→ **Required work**: Retype the material that follows, keeping every word as it is.

→ **Excerpted data**:
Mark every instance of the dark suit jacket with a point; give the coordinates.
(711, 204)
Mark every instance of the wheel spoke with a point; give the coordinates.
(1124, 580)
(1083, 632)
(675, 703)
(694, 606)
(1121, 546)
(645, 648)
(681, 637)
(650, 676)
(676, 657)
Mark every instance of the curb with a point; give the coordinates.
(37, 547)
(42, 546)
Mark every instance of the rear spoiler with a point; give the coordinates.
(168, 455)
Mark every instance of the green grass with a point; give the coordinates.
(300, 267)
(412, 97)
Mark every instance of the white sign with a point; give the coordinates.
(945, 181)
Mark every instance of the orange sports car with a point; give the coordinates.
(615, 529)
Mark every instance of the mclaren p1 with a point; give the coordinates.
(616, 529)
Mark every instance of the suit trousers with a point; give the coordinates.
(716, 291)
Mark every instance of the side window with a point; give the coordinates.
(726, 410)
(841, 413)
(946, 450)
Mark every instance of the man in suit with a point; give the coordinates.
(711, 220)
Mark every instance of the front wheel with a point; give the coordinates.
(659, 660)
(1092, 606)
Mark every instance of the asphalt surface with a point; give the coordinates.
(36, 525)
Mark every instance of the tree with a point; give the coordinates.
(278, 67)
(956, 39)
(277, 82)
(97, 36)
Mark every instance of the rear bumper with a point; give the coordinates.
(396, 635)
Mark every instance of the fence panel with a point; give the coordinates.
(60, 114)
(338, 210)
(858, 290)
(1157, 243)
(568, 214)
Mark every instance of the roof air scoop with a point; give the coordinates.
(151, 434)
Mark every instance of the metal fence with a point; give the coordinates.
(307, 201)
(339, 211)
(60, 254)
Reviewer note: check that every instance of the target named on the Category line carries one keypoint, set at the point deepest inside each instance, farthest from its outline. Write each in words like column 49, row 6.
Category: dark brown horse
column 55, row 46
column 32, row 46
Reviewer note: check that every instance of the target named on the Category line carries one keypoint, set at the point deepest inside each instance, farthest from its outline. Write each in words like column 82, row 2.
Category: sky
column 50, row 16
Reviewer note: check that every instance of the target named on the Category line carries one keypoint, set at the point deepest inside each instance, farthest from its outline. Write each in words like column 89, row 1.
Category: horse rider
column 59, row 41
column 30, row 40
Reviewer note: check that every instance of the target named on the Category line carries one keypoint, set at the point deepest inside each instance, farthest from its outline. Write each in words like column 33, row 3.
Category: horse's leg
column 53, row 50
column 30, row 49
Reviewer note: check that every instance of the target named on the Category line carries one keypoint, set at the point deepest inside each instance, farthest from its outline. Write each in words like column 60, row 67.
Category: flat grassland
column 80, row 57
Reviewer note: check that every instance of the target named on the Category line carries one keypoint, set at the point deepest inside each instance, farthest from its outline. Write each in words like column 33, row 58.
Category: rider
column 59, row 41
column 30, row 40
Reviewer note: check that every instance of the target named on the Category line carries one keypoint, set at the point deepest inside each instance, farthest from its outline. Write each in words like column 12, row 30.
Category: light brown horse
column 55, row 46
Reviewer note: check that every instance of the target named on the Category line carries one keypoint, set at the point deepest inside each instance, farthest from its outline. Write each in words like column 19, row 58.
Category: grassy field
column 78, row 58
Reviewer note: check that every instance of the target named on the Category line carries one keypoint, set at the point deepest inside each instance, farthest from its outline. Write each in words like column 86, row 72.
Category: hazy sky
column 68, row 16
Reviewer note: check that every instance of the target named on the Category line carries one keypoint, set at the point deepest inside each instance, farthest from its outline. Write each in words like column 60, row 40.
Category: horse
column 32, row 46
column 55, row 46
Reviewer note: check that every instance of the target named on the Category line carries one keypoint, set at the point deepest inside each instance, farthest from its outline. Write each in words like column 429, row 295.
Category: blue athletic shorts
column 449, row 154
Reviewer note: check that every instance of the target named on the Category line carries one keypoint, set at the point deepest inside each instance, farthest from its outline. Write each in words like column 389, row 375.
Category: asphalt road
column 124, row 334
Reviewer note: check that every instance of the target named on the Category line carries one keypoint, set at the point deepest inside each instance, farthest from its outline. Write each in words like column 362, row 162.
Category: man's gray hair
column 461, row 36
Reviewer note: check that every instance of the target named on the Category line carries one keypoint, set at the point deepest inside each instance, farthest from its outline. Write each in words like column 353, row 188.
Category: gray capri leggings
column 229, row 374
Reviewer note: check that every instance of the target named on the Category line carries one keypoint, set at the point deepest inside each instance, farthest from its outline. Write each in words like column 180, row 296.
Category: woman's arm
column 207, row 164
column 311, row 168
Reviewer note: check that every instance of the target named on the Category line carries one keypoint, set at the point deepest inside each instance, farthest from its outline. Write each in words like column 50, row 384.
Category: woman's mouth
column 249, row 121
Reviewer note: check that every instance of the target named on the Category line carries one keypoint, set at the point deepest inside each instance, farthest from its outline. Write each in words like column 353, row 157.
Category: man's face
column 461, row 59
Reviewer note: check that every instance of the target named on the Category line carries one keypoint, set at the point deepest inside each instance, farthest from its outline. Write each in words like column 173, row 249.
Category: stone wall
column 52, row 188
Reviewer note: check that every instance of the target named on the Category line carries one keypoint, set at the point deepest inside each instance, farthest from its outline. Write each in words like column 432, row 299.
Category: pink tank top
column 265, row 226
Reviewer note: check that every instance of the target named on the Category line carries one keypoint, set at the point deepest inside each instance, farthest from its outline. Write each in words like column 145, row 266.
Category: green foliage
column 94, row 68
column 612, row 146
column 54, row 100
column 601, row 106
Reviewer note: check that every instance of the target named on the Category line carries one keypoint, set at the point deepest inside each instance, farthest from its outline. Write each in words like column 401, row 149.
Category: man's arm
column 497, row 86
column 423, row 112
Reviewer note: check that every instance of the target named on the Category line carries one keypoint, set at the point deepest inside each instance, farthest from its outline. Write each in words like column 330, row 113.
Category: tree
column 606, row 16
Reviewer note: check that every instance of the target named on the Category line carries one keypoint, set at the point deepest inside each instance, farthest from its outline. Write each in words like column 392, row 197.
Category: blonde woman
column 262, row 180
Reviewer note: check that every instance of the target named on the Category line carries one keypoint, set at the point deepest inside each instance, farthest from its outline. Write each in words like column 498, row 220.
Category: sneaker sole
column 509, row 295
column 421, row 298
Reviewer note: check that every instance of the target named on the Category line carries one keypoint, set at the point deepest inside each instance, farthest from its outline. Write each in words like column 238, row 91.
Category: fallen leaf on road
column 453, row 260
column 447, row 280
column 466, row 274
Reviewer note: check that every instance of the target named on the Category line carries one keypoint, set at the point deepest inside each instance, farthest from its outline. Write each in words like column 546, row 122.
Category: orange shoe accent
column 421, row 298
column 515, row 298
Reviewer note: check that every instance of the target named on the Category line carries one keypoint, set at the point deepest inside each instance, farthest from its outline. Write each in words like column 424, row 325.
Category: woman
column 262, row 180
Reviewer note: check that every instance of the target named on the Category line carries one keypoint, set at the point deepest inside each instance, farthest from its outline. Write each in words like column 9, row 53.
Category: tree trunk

→ **Correct result**:
Mark every instance of the dark suit jacket with a point; give the coordinates.
(711, 204)
Mark every instance of the wheel spoke with a point; give the coordinates.
(1124, 580)
(1083, 632)
(675, 703)
(694, 606)
(1121, 546)
(645, 648)
(681, 637)
(650, 676)
(676, 657)
Mark every instance of the curb with a point; give the coordinates.
(37, 547)
(42, 546)
Mark every instance of the rear spoiler with a point; give the coordinates.
(168, 455)
Mark every instance of the green grass with a point; give the coordinates.
(300, 267)
(412, 97)
Mark every instance of the white sign with a point; give the coordinates.
(945, 181)
Mark every instance of the orange sports car with a point; give the coordinates.
(615, 529)
Mark every instance of the mclaren p1 with a point; give the coordinates.
(616, 529)
Mark every instance of the suit trousers with a point; give the coordinates.
(716, 291)
Mark every instance of the side window with a point; give the coordinates.
(726, 410)
(841, 413)
(946, 450)
Mark every instance of the man in suit with a point; give the coordinates.
(711, 220)
Mark every instance of the front wheel with a point; give the coordinates.
(659, 660)
(1092, 606)
Mark every instance of the asphalt surface with a point; give the coordinates.
(36, 525)
Mark every instance of the tree with a point; give the coordinates.
(278, 67)
(956, 39)
(277, 82)
(97, 36)
Mark every instance of the rear bumper with a point; give the coordinates.
(396, 635)
Mark every instance of the fence panel with a point; give the coordinates.
(60, 114)
(338, 210)
(858, 290)
(1157, 243)
(568, 214)
Mark every instance of the roof air scoop with a point; give the coordinates.
(151, 434)
Mark every instance of the metal fence with a point; give the coordinates.
(307, 201)
(339, 211)
(60, 254)
Reviewer note: check that every instance of the target named on the Category line carries one keypoint, set at the point deepest inside each instance, farthest from its outline. Write each in words like column 49, row 6.
Category: dark brown horse
column 55, row 46
column 32, row 46
Reviewer note: check that every instance of the target named on the Category line carries one keypoint, set at the point deepest inside each instance, farthest from its outline. Write each in words like column 82, row 2.
Category: sky
column 50, row 16
Reviewer note: check that every instance of the target named on the Category line carries one keypoint, set at the point deepest inside each instance, farthest from its outline. Write each in words like column 89, row 1.
Category: horse rider
column 59, row 41
column 30, row 40
Reviewer note: check that every instance of the target named on the Category line carries one keypoint, set at the point deepest inside each instance, farthest from its outline. Write each in words like column 33, row 3.
Category: horse's leg
column 53, row 50
column 30, row 49
Reviewer note: check that every instance of the target named on the Category line carries one keypoint, set at the point deepest inside each instance, farthest from its outline. Write each in words like column 60, row 67.
Category: flat grassland
column 80, row 57
Reviewer note: check that every instance of the target named on the Category line carries one keypoint, set at the point deepest inside each instance, farthest from its outline. Write each in words like column 33, row 58.
Category: rider
column 59, row 41
column 30, row 40
Reviewer note: check that every instance of the target named on the Category line carries one keypoint, set at the point deepest inside each instance, farthest from its outline. Write each in words like column 12, row 30.
Category: light brown horse
column 55, row 46
Reviewer note: check that every instance of the target named on the Category line carries one keypoint, set at the point deepest inside each instance, farthest from its outline. Write each in words like column 19, row 58.
Category: grassy field
column 78, row 58
Reviewer note: check that every instance of the target named on the Category line carries one keypoint, set at the point deepest inside each instance, farthest from its outline. Write each in words like column 86, row 72.
Category: hazy sky
column 68, row 16
Reviewer note: check that every instance of the target named on the Category line carries one keypoint, set at the point deepest inside each instance, farthest from its outline. Write each in words like column 60, row 40.
Category: horse
column 32, row 46
column 55, row 46
Reviewer note: check that every instance of the target named on the Category line carries one keypoint, set at the point deepest inside each instance, farthest from its outline. Write each in words like column 429, row 295.
Category: blue athletic shorts
column 449, row 154
Reviewer note: check that every instance of the target named on the Category line carries one keypoint, set at the point deepest inside each instance, farthest from its outline. Write each in words like column 389, row 375.
Category: asphalt road
column 124, row 334
Reviewer note: check that every instance of the target named on the Category line carries one keypoint, set at the point deepest inside each instance, farthest from its outline. Write each in words like column 362, row 162.
Category: man's gray hair
column 461, row 36
Reviewer note: check that every instance of the target named on the Category line carries one keypoint, set at the point deepest inside each instance, farthest from its outline. Write each in words like column 353, row 188.
Category: gray capri leggings
column 229, row 374
Reviewer note: check that every instance of the target named on the Category line carries one keypoint, set at the point deepest inside each instance, farthest from its outline. Write each in words like column 180, row 296.
Category: woman's arm
column 207, row 164
column 311, row 168
Reviewer note: check that every instance of the target named on the Category line carries one keypoint, set at the point deepest inside each instance, farthest from its outline. Write each in words like column 50, row 384.
Category: woman's mouth
column 249, row 121
Reviewer note: check that every instance of the target named on the Category line carries one keypoint, set at the point deepest inside each instance, farthest from its outline. Write each in words like column 353, row 157.
Category: man's face
column 461, row 59
Reviewer note: check that every instance of the target named on the Category line carries one keypoint, set at the point deepest inside each instance, farthest from its outline. Write each in words like column 173, row 249.
Category: stone wall
column 52, row 188
Reviewer note: check that every instance of the target named on the Category line carries one keypoint, set at the point deepest inside each instance, farthest from its outline. Write each in words like column 432, row 299.
Category: pink tank top
column 265, row 226
Reviewer note: check that every instance of the target named on the Category line carries one keypoint, set at the point deepest inside each instance, farthest from its outline. Write each in words like column 145, row 266.
Category: green foliage
column 94, row 68
column 612, row 146
column 54, row 100
column 601, row 106
Reviewer note: check that every instance of the target named on the Category line carries one keypoint, set at the point deepest inside each instance, farthest from its outline. Write each in words like column 401, row 149.
Category: man's arm
column 497, row 86
column 423, row 112
Reviewer note: check that every instance of the target named on the Category line carries one keypoint, set at the point deepest inside each instance, farthest from its outline. Write each in words like column 330, row 113.
Category: tree
column 606, row 16
Reviewer note: check that every instance of the target named on the Category line carries one keypoint, set at the point deepest inside each instance, farthest from its outline. Write each in words like column 392, row 197.
Category: blonde woman
column 262, row 180
Reviewer note: check that every instance of the target named on the Category line carries one keypoint, set at the point deepest inside each instance, farthest from its outline. Write each in words like column 498, row 220.
Category: sneaker sole
column 509, row 295
column 421, row 298
Reviewer note: check that every instance of the target named on the Category line carries one keypoint, set at the point deepest inside each instance, farthest from its outline. Write each in words like column 238, row 91.
Category: fallen leaf on road
column 453, row 260
column 447, row 280
column 466, row 274
Reviewer note: check that every instance of the target named on the Category line carries one keypoint, set at the point deepest inside each instance, farthest from its outline. Write each in words like column 546, row 122.
Category: orange shoe accent
column 421, row 298
column 515, row 298
Reviewer note: check that every instance of the target named on the Category line carries one keypoint, set at the point deepest inside each instance, farthest from its outline. Write each in words like column 424, row 325.
Category: woman
column 262, row 180
Reviewer note: check that every instance of the target named on the Category line carries one keypoint, set at the point deepest inside each instance, farthest from its outline. Write each in words like column 9, row 53.
Category: tree trunk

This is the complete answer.